**DIRECTIONS**. Please carry on the review of D.M. Siciliano's novel Under the Sun, starting right after its last sentence.

**SUPPLIED PASSAGE**.
..............................
Reviewed by Christian

D.M. Siciliano’s Under the Sun is a deceptive piece of work. Featuring a strange female protagonist, Ravynn, the novel veers in differing directions as the plot unfolds. From the first lines, Siciliano is playing on a number of different genres.

Synopsis

“A crack in time saves 99”

But what do those ominous words mean? Ray is about to find out, whether he’s ready or not. His ‘deceased’ twin sister, Ravynn, is warning him of impending disaster, but Ray can’t seem to convince himself, or his wife, that he’s not crazy. But Ray isn’t the only one communicating with his sister. Ravynn’s surviving daughter, Amelia, seems to know things that defy reason, in a time when reason is slowly slipping away. When Ray’s brother-in-law offers evidence of something terrible coming in the form of prophetic journals Ravynn wrote before her death, Ray can’t doubt the truth any longer. The world is falling down. The family struggles to hold themselves together as the world they once knew and understood begins to collapse all around them, leading up to a cataclysmic end. Can Ray save his family in time?

Focused on a family in danger

​It’s unclear how to even classify the book but probably apocalyptic fiction is the most appropriate. In broad strokes, a reader of Stephen King will be in familiar territory with allusions to The Shining, The Dark Tower, and Under the Dome(even the novel’s name echoes King). There are other King books that appear to be present but naming them might spoil the ending. Still, Siciliano is not directly lifting the plot or even themes, but the tell-tale signs of being familiar are all there.

​The question for King as for Siciliano, alas, does it matter? Apocalyptic fiction, whether political (Orwell, Ayn Rand, Alan Moore) or more personal and spiritual (George RR Martin, Pat Roberston), suffers from the dilemma of engrossing us in a large world with many characters or a few. Siciliano favors the latter approach and the story is firmly focused on a family in danger. Ironically, while Ravynn is a constant presence in the novel, Ray, her brother, is the real triumph. His emotions and bearing feel real and believable. To be sure, it is a bit annoying Ray takes as long as he does to put the mystery of Ravyn together. But, the befuddled protagonist is often what any horror fiction has to have at the beginning.
..............................
**INFORMATION PROVIDED**.
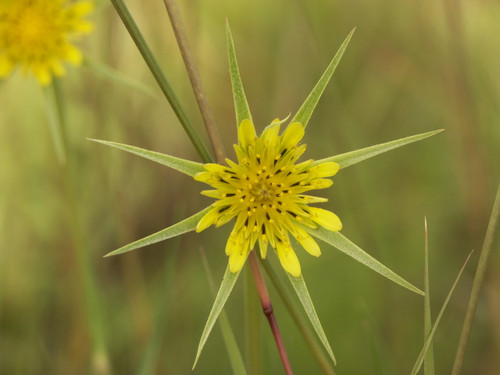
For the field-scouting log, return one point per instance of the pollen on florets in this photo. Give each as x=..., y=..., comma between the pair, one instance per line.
x=264, y=191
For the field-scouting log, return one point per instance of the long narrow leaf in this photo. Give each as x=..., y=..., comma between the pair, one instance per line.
x=181, y=227
x=476, y=285
x=306, y=110
x=185, y=166
x=353, y=157
x=300, y=287
x=343, y=244
x=240, y=100
x=428, y=341
x=232, y=348
x=429, y=356
x=224, y=291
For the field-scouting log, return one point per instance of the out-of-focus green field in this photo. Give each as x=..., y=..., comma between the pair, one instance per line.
x=412, y=67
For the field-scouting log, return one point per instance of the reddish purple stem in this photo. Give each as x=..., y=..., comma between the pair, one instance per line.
x=267, y=307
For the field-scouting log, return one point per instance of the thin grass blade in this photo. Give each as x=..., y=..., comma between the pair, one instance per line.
x=345, y=245
x=300, y=287
x=428, y=341
x=161, y=79
x=305, y=112
x=429, y=355
x=235, y=357
x=181, y=227
x=353, y=157
x=185, y=166
x=240, y=100
x=224, y=291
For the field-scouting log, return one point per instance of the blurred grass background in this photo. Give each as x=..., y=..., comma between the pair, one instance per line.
x=412, y=66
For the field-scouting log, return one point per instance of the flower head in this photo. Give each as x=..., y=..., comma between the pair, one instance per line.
x=264, y=192
x=37, y=36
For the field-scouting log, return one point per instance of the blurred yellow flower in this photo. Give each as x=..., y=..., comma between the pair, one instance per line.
x=37, y=36
x=265, y=193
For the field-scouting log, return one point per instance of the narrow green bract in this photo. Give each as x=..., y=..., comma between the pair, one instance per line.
x=240, y=100
x=353, y=157
x=222, y=295
x=185, y=166
x=300, y=287
x=343, y=244
x=306, y=110
x=181, y=227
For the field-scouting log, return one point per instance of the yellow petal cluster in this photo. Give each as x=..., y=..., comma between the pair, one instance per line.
x=37, y=36
x=264, y=193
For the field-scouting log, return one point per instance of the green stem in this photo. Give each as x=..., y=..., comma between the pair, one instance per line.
x=100, y=361
x=161, y=79
x=476, y=286
x=194, y=77
x=304, y=328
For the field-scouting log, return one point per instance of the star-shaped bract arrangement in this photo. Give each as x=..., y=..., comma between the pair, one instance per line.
x=264, y=193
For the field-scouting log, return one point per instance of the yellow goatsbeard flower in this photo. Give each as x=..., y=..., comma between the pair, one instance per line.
x=36, y=35
x=265, y=193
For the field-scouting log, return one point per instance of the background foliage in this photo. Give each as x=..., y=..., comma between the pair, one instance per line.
x=411, y=67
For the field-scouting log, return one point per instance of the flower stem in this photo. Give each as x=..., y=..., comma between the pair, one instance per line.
x=160, y=77
x=476, y=286
x=268, y=310
x=194, y=77
x=309, y=337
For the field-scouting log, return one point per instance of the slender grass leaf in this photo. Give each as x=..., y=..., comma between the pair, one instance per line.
x=305, y=329
x=428, y=341
x=224, y=291
x=300, y=287
x=185, y=166
x=307, y=108
x=181, y=227
x=235, y=357
x=240, y=99
x=353, y=157
x=476, y=285
x=429, y=356
x=343, y=244
x=161, y=79
x=115, y=76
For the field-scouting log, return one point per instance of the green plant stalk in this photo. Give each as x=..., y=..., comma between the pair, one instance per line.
x=161, y=79
x=429, y=356
x=253, y=332
x=195, y=79
x=304, y=328
x=100, y=359
x=233, y=351
x=476, y=286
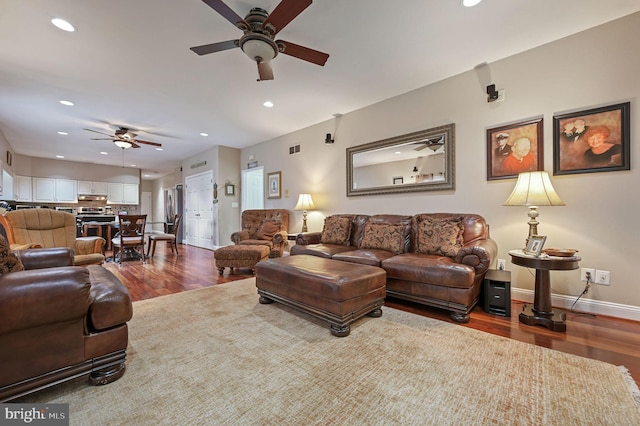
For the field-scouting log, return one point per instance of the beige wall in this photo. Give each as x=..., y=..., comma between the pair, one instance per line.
x=595, y=68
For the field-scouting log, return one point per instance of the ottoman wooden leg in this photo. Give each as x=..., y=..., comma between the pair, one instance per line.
x=376, y=313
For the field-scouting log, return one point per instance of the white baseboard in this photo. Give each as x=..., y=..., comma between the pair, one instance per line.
x=590, y=306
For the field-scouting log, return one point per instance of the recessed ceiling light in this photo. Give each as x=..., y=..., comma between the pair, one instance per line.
x=63, y=25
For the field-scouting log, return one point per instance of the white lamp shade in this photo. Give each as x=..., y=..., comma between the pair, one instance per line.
..............................
**TASK ANSWER**.
Some new twists on an old formula​

Unfortunately, the rest of the cast of characters come off as too generic and borrowed archetypes. Nevertheless, the plot progresses at a good pace. The prose style is fairly solid. The cosmic creepiness when it begins to set in is well done. Siciliano is attentive to detail situating many events in California making her apocalypse credible.

​More experienced horror fans will probably guess much of the final sections. But a more beginning and intermediate reader will appreciate Siciliano attempting some new twists on an old formula. The book is not ground-breaking and the twist when it is revealed is fairly clever. But readers will probably divide whether Siciliano’s revelations come off as more too-clever than just clever enough.

Ravynn and her dilemma aren’t as gripping as Martin’s females who also walk the fine line between the spiritual and utterly horrific. Doing stories with a predetermined ending is a tough road anyone dabbling in Chosen Ones and so on will be saddled with and Siciliano (mostly) keeps us on a solid path to the finale.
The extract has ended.